== BRANO
I principali attori del conflitto nel Levante sono lo Stato ebraico e i Paesi arabi; il conflitto ha avuto inizio nel novembre del 1947 quando l’Assemblea generale delle Nazioni Unite approvò la risoluzione che prevedeva la creazione di due stati indipendenti, uno ebraico e l’altro arabo nel territorio allora conosciuto come Palestina mandataria, risoluzione ferocemente avversata dai paesi arabi e dai palestinesi. Nel maggio del 1948 fu proclamata l’indipendenza di Israele, respinta da tutti gli stati arabi e dai palestinesi che iniziarono i combattimenti contro lo stato ebraico subito dopo la proclamazione dell’indipendenza e la partenza delle truppe inglesi. Anche se il conflitto è tra Israele e il mondo arabo nella sua accezione più ampia, Israele ha dovuto combattere per la sua sopravvivenza principalmente con i suoi immediati vicini, Egitto, Giordania, Siria e Libano. Il punto nodale dello scontro nel Levante è il conflitto israelo-palestinese.

Sviluppi recenti

Negli ultimi quindici anni le primavera arabe, le guerre regionali e civili hanno cambiato sostanzialmente l’equilibrio di potere nella regione, portando alla nascita di nuovi poteri e favorendo nuove alleanze. Per capire il motivo per cui paesi come Israele e Arabia Saudita stiano contemplando una cooperazione e un riavvicinamento diplomatico, si devono prendere in considerazione alcuni degli sviluppi avvenuti nella regione e come essi abbiano modificato e alterato le dinamiche geopolitiche preesistenti.

L’Arabia Saudita e l’11 settembre
L’Arabia Saudita è stato un alleato degli Stati Uniti per decenni – durante la guerra fredda e ancora di più dopo la rivoluzione islamica in Iran. Durante l’operazione Desert Storm, molte delle truppe della coalizione erano di stanza in Arabia Saudita. Ci sono state delle divergenze tra i due alleati, vale a dire le loro relazioni con Israele, che hanno portato a degli attriti (l’embargo petrolifero per citarne il più visibile), ma in generale, il rapporto tra Washington e Riad è stato amichevole, vincolato dalla necessità di sicurezza dell’Arabia Saudita e del petrolio da parte degli Stati Uniti.
Tuttavia, questa partnership nel corso degli anni e ancora di più nell’ultimo periodo è stata oggetto di molte critiche. Molti musulmani si oppongono agli stretti rapporti del governo saudita con l’America. Nell’altra direzione, le severissime regole religiose saudite e il disprezzo per i diritti umani sono stati spesso difficili da ignorare per gli Stati Uniti. Il vero banco di prova è stato il dopo l’11settembre. Osama bin Laden era di origine saudita così come 15 dei 19 dirottatori. Inoltre, la maggior parte degli attacchi suicidi avvenuti in Iraq dopo l’invasione 2003 erano stati eseguiti da uomini provenienti dall’Arabia Saudita. L’Arabia Saudita segue il wahhabismo, una forma integralista, patriarcale e ultraconservatrice dell’Islam sunnita. Utilizzando i proventi del petrolio, l’Arabia Saudita ha diffuso il wahhabismo alle comunità musulmane di tutto il mondo per decenni, attraverso la costruzione di moschee, dalla Svezia al Ciad e alla Corea del Sud. Ci sono pochi dubbi sul fatto che queste azioni abbiano disarticolato le tradizioni locali in molte comunità musulmane, portando alcuni a credere che se ci fosse stata una riforma islamica nel 20° secolo, i sauditi probabilmente l’avrebbero impedita.
====
== ELENCO DEI RECORD
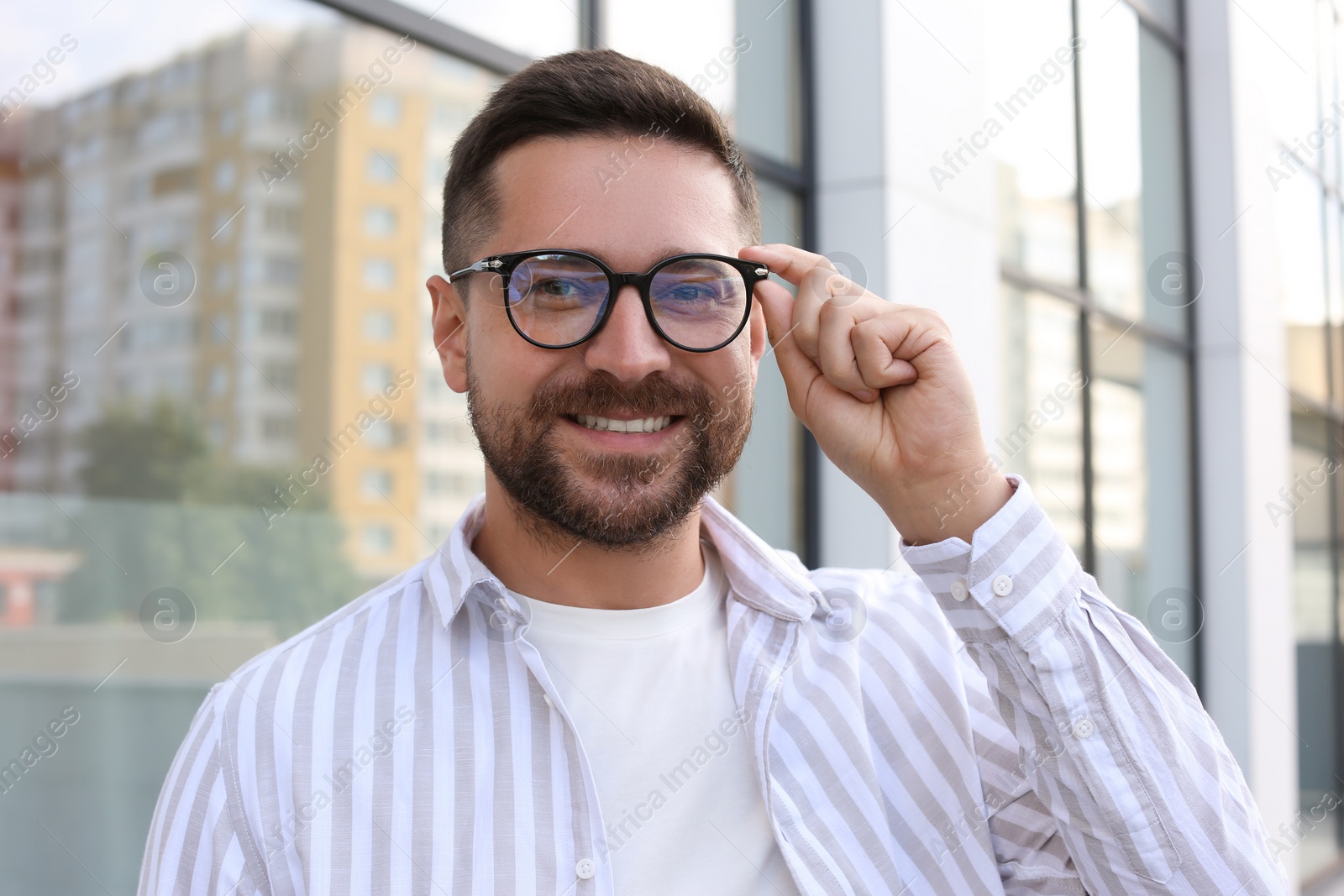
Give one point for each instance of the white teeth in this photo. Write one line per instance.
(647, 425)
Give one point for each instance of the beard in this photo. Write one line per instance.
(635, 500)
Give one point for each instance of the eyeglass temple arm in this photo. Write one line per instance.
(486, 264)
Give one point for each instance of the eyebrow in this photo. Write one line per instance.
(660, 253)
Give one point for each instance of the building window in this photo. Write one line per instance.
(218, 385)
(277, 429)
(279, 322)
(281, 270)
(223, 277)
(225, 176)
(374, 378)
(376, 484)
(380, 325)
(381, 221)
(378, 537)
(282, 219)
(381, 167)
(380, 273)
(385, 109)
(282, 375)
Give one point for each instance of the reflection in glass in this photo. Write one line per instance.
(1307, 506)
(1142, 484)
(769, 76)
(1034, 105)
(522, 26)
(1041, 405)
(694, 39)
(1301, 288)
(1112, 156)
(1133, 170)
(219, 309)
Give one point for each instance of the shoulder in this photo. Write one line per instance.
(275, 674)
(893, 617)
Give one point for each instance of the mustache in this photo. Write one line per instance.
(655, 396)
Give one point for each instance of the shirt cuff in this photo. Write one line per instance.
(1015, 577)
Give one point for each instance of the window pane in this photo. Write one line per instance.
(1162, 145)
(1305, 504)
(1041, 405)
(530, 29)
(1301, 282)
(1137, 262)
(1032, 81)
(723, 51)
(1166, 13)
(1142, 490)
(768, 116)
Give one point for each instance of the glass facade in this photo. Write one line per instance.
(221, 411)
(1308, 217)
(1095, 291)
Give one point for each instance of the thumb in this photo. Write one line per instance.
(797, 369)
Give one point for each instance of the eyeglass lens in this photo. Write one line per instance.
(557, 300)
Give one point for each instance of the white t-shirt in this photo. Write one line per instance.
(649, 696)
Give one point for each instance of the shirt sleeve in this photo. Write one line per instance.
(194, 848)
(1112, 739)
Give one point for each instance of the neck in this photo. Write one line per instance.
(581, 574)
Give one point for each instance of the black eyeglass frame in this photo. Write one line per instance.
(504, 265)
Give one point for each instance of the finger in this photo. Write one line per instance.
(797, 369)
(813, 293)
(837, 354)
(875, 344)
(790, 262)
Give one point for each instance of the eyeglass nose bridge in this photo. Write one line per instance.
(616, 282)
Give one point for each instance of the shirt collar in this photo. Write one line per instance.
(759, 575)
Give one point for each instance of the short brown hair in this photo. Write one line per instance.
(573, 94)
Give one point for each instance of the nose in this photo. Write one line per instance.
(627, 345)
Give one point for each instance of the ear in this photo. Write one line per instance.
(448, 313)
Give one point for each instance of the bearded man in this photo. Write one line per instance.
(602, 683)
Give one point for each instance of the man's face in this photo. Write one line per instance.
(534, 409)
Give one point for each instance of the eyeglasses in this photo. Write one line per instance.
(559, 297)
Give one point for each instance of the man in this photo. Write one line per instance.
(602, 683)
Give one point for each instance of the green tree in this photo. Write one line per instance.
====
**SVOLGI GLI ESERCIZI:**
• A. Nel brano sul conflitto nel Levante, sostituisci "Arabia Saudita" con "Egitto" e riscrivi tutto il passo da "Negli ultimi quindici" giù fino a "dinamiche geopolitiche preesistenti.".
• B. Rispondi in base al brano sul conflitto nel Levante:
(i) In quale mese e anno fu proclamata l'indipendenza di Israele?
(ii) Quanti dei 19 dirottatori dell'11 settembre erano di origine saudita?
(iii) Quale forma dell'Islam sunnita segue l'Arabia Saudita?
• C. Elenca tutti i Paesi che il brano sul conflitto nel Levante indica come immediati vicini con cui Israele ha dovuto combattere.

**SOLUZIONI:**
• A.
Negli ultimi quindici anni le primavera arabe, le guerre regionali e civili hanno cambiato sostanzialmente l’equilibrio di potere nella regione, portando alla nascita di nuovi poteri e favorendo nuove alleanze. Per capire il motivo per cui paesi come Israele e Egitto stiano contemplando una cooperazione e un riavvicinamento diplomatico, si devono prendere in considerazione alcuni degli sviluppi avvenuti nella regione e come essi abbiano modificato e alterato le dinamiche geopolitiche preesistenti.

• B.
(i) Nel maggio del 1948.
(ii) 15.
(iii) Il wahhabismo.

• C. Egitto, Giordania, Siria, Libano